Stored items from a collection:
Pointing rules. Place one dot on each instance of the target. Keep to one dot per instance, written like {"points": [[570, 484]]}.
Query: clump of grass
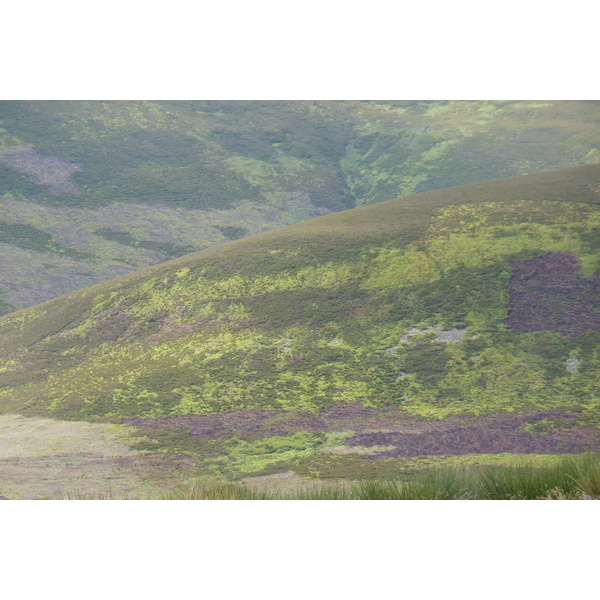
{"points": [[572, 477], [219, 491]]}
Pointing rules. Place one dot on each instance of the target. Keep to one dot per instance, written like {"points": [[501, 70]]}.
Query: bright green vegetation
{"points": [[92, 190], [311, 315], [569, 478]]}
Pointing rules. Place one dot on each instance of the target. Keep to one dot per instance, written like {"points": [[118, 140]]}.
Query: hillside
{"points": [[358, 331], [93, 190]]}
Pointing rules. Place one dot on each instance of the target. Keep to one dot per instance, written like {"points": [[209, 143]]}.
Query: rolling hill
{"points": [[93, 190], [461, 322]]}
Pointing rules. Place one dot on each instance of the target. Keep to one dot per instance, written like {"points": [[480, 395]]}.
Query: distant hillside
{"points": [[93, 190], [464, 301]]}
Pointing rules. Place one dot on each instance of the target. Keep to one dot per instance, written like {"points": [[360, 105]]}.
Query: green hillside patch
{"points": [[405, 304], [121, 185]]}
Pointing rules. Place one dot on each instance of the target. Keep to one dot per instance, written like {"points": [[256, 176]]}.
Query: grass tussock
{"points": [[570, 478]]}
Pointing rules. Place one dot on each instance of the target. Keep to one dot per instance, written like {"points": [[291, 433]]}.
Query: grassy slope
{"points": [[92, 190], [303, 317]]}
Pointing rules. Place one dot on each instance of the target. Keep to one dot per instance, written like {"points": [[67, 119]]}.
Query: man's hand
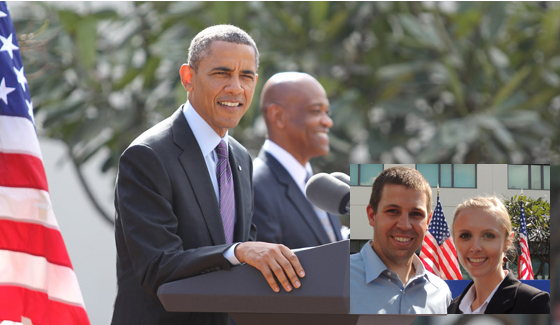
{"points": [[269, 259]]}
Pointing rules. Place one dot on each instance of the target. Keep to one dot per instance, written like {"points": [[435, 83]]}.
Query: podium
{"points": [[323, 298]]}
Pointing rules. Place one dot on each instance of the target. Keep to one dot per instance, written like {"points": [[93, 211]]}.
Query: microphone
{"points": [[328, 193], [341, 177]]}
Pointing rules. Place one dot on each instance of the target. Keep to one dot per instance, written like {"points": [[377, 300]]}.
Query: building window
{"points": [[365, 174], [533, 177], [369, 172], [448, 175]]}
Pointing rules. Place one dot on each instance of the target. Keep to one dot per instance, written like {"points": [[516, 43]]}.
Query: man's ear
{"points": [[371, 215], [275, 114], [186, 73]]}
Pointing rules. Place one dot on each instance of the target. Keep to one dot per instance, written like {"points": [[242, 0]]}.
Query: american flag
{"points": [[525, 268], [438, 252], [37, 282]]}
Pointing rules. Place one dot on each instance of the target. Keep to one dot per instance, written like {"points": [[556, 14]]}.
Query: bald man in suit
{"points": [[296, 111]]}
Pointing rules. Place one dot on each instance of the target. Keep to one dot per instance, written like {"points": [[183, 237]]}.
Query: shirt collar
{"points": [[206, 137], [294, 168], [375, 266], [468, 298]]}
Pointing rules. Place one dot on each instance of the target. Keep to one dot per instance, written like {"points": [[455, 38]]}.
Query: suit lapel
{"points": [[194, 165], [294, 194], [242, 187]]}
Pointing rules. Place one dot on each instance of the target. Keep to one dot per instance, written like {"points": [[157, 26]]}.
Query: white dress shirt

Exercise instructions:
Transcribe all of the records exactly, without reproducing their pictures.

Reply to the exercise:
Pointing rules. Place one dot on each instance of the target. Keep to one dot per instance, written like {"points": [[570, 484]]}.
Query: clump of grass
{"points": [[572, 477], [219, 491]]}
Pointing rules. Place one dot on each instance of the target. Keep to one dot per instance, written like {"points": [[501, 70]]}.
Query: bright green vegetation
{"points": [[92, 190], [311, 315], [569, 478]]}
Pointing rules. Place one dot on each instance of the target. Keep to one dot per instance, written like {"points": [[118, 140]]}.
Query: hillside
{"points": [[358, 331], [93, 190]]}
Pointing rules. Place one dot on each instance of the target. Keep to one dot per instance, written like {"points": [[209, 143]]}.
Query: rolling hill
{"points": [[93, 190], [461, 322]]}
Pointing rules. Place one dot on each instance of the target. Keep to one dot per instance, written like {"points": [[480, 395]]}.
Query: distant hillside
{"points": [[93, 190], [464, 301]]}
Pointing rules. Place one dot on each instance of the target. Keep to one dot per instance, written like {"points": [[360, 105]]}.
Query: green hillside patch
{"points": [[405, 304], [121, 185]]}
Pointing rules. Place one dot on each instance of the target. Keep to one dot per instance, written like {"points": [[256, 176]]}.
Query: grass tussock
{"points": [[570, 478]]}
Pointing rules. Place one dot on each instance of the target. Keep to one dot per instance, written like {"points": [[291, 433]]}.
Query: grassy slope
{"points": [[92, 190], [303, 317]]}
Pointing rules. Place one dot on each instance of the target. Keep to one dot per instance, written like {"points": [[67, 119]]}.
Query: man's hand
{"points": [[269, 259]]}
Pointing rules. Place one dot on each instance of the target. Keep to one dot per instance, written like {"points": [[435, 83]]}.
Query: podium
{"points": [[323, 298]]}
Pointing rules. Place one dot on each instance of the target. Keep to one dot per instance, written like {"points": [[93, 211]]}.
Query: microphone
{"points": [[328, 193], [341, 177]]}
Pointing rules. Place one dot on each instance of the target. Keep to one dot per instance, written like {"points": [[377, 300]]}.
Query: building window
{"points": [[365, 174], [533, 177], [369, 172], [448, 175]]}
Pointing rules. Place one dot on each instance of the target. Keep to one dot per instance, written like {"points": [[516, 43]]}.
Query: man's ear
{"points": [[371, 215], [275, 114], [186, 73]]}
Pointing rules. Place one dot on each instance of the target. Keep to one dot per instance, written like {"points": [[242, 0]]}.
Query: american flag
{"points": [[525, 268], [438, 252], [37, 282]]}
Pointing rules. Place one dot on each instance of the target. Keep to one dot per instance, written like {"points": [[556, 14]]}.
Query: bald man in suit
{"points": [[296, 111]]}
Pointing rules. Place one dot on each instance of the target. Keep to one dot per instance, written like {"points": [[183, 237]]}.
Query: shirt collar
{"points": [[206, 137], [294, 168], [375, 266], [468, 298]]}
Pointing rules. Place one dot on each instance of the target. Keep to one dot per instance, written like {"points": [[455, 38]]}.
Query: suit lapel
{"points": [[194, 165], [294, 194], [242, 187]]}
Pointing rules. Place one dot on each instance of the target. Keep to one dot per instance, written like {"points": [[157, 26]]}.
Query: white dress shirt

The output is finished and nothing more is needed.